↓

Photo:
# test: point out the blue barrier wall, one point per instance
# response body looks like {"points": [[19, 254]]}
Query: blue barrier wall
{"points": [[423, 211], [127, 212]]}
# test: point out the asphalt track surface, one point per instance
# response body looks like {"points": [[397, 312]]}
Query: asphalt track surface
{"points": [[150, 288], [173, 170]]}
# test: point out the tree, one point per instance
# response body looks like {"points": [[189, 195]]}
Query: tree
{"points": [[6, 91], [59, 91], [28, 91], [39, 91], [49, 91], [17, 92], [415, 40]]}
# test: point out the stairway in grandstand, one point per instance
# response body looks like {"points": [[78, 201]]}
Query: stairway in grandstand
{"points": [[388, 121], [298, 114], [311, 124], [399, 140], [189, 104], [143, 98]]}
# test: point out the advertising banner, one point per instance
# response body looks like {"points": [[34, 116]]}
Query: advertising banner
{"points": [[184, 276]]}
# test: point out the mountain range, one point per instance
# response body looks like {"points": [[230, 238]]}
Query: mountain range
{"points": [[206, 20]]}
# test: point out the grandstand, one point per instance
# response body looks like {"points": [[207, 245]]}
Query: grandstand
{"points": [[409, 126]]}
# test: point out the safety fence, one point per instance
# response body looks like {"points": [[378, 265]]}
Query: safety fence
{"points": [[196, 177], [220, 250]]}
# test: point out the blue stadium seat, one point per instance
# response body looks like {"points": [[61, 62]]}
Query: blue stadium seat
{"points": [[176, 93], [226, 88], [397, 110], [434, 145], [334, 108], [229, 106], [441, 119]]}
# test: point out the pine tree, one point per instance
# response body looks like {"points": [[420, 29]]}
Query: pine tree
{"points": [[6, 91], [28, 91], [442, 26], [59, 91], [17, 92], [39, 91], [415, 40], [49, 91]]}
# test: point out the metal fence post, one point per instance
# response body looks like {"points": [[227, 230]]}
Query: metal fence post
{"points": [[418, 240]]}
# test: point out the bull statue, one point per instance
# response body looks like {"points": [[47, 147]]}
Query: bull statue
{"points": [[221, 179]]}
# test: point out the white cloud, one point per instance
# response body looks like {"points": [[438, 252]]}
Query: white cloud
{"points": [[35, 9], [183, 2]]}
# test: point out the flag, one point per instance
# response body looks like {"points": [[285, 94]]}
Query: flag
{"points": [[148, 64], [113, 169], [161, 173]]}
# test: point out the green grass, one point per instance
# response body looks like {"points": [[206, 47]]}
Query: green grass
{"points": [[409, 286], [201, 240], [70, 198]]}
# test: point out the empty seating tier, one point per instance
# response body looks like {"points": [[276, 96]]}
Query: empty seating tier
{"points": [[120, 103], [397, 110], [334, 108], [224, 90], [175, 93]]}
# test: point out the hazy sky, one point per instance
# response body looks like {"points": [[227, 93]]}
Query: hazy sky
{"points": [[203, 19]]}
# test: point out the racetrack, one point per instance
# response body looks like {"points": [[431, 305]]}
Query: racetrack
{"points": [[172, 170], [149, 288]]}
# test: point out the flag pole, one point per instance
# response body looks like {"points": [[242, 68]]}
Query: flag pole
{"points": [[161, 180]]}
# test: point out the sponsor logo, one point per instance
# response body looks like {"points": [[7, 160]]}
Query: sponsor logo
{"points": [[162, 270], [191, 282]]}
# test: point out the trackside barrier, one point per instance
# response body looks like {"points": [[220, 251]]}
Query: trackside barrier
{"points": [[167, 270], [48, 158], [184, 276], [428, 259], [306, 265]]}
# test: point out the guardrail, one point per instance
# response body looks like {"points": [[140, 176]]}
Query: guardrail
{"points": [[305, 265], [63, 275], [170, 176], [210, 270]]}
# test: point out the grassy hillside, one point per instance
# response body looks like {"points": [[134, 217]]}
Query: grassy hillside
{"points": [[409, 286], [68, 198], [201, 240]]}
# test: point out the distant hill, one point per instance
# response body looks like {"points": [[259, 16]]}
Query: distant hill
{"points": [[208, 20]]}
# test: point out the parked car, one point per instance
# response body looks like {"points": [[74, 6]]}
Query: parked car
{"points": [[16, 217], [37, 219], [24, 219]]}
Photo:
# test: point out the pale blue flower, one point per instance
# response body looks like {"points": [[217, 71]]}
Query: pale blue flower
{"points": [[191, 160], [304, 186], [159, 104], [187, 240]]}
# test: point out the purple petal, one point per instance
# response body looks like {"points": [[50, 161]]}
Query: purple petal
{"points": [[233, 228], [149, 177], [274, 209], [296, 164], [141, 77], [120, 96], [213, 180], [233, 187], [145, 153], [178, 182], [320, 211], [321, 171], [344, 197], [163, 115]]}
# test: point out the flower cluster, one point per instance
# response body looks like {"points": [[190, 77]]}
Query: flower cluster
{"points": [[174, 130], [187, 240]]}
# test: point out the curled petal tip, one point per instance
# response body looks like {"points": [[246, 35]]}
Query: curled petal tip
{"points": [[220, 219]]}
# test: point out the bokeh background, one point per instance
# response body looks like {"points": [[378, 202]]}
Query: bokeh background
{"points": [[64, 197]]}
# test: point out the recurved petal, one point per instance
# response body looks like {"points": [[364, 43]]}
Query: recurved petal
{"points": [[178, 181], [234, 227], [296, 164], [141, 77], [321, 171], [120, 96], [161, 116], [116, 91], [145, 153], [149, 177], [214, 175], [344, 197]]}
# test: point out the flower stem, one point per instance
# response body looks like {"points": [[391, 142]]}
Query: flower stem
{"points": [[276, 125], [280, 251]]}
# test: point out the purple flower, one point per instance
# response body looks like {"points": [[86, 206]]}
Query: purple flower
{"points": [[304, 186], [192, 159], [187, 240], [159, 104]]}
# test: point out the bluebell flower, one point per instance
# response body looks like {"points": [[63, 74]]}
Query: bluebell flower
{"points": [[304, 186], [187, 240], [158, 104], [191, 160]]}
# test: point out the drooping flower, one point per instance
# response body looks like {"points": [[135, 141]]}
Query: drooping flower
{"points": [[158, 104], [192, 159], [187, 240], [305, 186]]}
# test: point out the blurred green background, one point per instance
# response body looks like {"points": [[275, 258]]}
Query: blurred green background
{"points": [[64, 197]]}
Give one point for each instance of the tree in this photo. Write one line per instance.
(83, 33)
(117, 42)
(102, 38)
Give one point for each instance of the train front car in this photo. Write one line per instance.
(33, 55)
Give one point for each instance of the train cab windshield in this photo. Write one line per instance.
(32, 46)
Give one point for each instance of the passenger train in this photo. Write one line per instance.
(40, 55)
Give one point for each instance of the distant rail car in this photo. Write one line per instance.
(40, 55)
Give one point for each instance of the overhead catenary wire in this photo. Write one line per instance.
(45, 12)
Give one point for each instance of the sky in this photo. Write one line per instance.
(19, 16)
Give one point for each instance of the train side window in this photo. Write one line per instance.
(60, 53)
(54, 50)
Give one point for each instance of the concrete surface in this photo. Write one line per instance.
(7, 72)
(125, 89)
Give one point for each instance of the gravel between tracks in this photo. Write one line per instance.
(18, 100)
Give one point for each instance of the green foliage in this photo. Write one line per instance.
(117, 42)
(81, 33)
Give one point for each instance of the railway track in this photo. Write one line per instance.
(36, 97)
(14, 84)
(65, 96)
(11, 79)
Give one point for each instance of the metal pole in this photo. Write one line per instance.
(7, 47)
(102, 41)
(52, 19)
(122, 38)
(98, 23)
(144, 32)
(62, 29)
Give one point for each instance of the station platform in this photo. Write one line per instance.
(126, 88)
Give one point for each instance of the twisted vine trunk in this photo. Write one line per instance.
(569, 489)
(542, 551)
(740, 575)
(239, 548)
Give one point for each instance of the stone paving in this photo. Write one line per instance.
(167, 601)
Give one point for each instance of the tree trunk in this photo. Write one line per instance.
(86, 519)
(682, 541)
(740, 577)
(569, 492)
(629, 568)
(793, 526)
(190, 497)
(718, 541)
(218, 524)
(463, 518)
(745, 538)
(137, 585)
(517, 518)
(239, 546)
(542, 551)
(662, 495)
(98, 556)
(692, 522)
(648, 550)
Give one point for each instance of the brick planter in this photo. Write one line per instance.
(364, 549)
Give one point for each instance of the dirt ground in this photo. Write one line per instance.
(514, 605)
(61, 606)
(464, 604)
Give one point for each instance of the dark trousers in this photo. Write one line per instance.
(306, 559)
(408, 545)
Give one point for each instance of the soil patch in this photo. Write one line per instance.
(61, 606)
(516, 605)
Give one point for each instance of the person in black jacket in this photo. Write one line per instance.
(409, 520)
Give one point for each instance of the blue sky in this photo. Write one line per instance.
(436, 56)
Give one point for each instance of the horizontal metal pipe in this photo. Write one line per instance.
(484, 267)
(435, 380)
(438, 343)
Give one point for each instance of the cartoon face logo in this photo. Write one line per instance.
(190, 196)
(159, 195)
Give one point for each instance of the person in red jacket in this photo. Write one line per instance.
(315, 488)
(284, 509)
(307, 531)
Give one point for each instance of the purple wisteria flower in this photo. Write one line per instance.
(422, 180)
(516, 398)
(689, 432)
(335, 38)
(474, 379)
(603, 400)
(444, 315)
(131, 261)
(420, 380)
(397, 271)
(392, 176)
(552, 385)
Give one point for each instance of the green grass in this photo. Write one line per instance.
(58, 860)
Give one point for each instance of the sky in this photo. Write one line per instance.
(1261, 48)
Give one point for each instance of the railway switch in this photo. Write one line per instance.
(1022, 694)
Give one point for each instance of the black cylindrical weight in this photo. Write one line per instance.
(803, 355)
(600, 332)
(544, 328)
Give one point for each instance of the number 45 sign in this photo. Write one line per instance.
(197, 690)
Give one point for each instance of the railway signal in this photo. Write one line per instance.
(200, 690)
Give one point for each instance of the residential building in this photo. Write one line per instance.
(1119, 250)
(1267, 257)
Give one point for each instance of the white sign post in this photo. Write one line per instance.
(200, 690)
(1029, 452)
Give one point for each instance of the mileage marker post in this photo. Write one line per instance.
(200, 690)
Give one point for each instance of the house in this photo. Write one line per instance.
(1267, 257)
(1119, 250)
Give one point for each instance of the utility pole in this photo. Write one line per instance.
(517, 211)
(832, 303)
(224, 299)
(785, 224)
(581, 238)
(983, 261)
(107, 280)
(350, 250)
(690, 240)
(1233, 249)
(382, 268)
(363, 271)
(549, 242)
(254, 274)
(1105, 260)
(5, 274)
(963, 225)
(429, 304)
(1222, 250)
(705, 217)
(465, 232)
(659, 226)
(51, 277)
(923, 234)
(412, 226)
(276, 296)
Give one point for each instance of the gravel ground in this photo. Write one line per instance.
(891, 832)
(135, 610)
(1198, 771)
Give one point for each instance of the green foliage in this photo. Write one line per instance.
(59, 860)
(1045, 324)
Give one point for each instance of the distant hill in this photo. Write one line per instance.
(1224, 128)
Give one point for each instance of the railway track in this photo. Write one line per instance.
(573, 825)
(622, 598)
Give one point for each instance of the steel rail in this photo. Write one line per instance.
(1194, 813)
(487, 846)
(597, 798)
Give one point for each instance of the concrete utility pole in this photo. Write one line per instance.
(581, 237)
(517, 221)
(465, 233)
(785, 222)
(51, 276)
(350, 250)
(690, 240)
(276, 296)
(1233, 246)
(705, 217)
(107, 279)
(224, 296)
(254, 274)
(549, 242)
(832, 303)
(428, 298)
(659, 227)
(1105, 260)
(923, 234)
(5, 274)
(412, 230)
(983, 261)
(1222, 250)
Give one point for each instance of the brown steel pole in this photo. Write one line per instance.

↑

▶ TASK STATEMENT
From the records above, quote only the lines running from the line with "Query: bokeh background" to the line with "# test: point out the blurred", both lines included.

▶ RESULT FOR THIS EXERCISE
Query: bokeh background
{"points": [[64, 197]]}
# test: point out the recurved petal, one point per instance
# response body looks like {"points": [[364, 43]]}
Query: recurved petal
{"points": [[178, 181], [234, 227], [296, 164], [141, 77], [321, 171], [120, 96], [161, 116], [116, 91], [145, 153], [149, 177], [214, 175], [344, 197]]}
# test: point out the flower stem, one point per instance
# response body looks like {"points": [[391, 142]]}
Query: flower stem
{"points": [[276, 125], [280, 251]]}
# test: point out the purple flower, one point per instance
# response body looks like {"points": [[86, 206]]}
Query: purple flower
{"points": [[304, 186], [192, 159], [187, 240], [159, 104]]}
# test: point out the bluebell flower, one point per instance
# response body looks like {"points": [[63, 74]]}
Query: bluebell flower
{"points": [[304, 186], [187, 240], [158, 104], [191, 160]]}
# test: point out the drooping flower, one point per instance
# response body looks like {"points": [[135, 141]]}
Query: drooping flower
{"points": [[158, 104], [192, 159], [187, 240], [305, 186]]}
# test: point out the blurred green background, one point per instance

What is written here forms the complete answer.